→ Work instructions
Duplicate the lines of the data below character for character, from the line containing "block in the photo above." through the line containing "(319, 1003)", including both of those lines.

[Position annotation data]
start
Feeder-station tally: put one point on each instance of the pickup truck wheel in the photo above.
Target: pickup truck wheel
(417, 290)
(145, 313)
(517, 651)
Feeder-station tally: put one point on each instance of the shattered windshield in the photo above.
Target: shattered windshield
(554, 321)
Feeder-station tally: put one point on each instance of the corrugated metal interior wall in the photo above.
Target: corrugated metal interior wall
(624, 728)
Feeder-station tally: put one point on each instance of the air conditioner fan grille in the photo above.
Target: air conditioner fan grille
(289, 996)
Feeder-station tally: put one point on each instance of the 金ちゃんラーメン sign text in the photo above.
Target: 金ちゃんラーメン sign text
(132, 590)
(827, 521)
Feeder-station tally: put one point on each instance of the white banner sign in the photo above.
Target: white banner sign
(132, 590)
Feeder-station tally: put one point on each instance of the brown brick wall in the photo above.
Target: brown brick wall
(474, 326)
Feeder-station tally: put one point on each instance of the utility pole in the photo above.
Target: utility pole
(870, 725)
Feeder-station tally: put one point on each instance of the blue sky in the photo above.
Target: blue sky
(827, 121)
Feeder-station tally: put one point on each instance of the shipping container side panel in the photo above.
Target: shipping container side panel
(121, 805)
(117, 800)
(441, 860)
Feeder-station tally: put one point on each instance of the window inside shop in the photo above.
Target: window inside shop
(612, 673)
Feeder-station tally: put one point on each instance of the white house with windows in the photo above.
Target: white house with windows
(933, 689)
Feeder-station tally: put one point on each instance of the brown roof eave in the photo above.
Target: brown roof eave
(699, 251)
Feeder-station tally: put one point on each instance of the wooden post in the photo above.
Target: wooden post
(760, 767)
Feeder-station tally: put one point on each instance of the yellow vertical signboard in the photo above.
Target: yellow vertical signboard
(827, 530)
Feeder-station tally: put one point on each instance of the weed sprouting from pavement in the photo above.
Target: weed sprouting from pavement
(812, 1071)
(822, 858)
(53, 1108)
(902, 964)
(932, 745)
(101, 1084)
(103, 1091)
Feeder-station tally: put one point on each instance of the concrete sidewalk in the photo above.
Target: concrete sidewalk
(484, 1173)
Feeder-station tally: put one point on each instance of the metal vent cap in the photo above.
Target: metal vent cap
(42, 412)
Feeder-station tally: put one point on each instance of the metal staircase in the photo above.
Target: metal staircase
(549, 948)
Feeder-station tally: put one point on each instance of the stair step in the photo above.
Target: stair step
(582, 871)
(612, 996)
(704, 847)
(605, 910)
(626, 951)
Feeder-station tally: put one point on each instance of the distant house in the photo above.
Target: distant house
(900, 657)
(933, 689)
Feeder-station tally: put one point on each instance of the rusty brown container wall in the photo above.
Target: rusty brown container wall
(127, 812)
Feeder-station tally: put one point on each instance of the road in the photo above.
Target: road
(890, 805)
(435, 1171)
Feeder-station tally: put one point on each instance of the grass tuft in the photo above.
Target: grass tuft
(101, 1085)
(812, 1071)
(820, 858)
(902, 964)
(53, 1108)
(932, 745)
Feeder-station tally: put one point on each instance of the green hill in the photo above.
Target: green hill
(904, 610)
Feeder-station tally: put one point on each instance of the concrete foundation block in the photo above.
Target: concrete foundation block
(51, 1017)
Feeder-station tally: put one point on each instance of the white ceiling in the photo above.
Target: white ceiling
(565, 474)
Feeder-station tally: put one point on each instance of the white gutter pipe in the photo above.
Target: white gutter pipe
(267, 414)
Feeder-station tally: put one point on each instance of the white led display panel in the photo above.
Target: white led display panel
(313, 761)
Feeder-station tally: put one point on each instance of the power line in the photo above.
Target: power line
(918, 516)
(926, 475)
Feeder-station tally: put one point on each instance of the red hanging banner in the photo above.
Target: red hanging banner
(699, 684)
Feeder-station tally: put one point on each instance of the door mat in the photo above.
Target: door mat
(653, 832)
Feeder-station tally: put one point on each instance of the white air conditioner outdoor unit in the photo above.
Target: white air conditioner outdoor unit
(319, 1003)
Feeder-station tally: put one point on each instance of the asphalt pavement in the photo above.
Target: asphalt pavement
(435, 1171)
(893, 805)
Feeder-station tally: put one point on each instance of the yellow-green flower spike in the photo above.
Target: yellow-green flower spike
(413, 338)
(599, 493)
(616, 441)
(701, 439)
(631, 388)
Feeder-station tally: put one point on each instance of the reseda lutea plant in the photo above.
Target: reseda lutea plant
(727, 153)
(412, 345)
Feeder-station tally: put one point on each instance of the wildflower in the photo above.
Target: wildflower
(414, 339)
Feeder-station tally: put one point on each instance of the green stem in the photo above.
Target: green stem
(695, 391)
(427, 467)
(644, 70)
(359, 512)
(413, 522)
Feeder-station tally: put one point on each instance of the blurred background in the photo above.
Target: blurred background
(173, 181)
end
→ Response to this exercise
Feeder-station tally: put one point on each instance of the concrete foundation block in the photo above.
Target: concrete foundation block
(51, 1017)
Feeder-station tally: put one point on each instance of the white ceiling in the photo above.
Target: white ceiling
(565, 474)
Feeder-station tally: put one point on each instance of the white gutter pipe in the photo above.
Target: white gutter pipe
(267, 414)
Feeder-station tally: put one point on each instance of the white led display panel in the photo above.
Target: white led display panel
(313, 761)
Feeder-station tally: put one point on each instance of the power line in the photo above.
Target: power line
(918, 516)
(926, 475)
Feeder-station tally: put one point on each instance of the red hanging banner in the photo above.
Target: red hanging banner
(699, 684)
Feeder-station tally: put one point on each instance of the door mat in the photo above.
Target: door mat
(653, 832)
Feeder-station tally: put one point on each instance of the white air conditioner outdoor unit in the photo above.
Target: white air conditioner outdoor unit
(319, 1003)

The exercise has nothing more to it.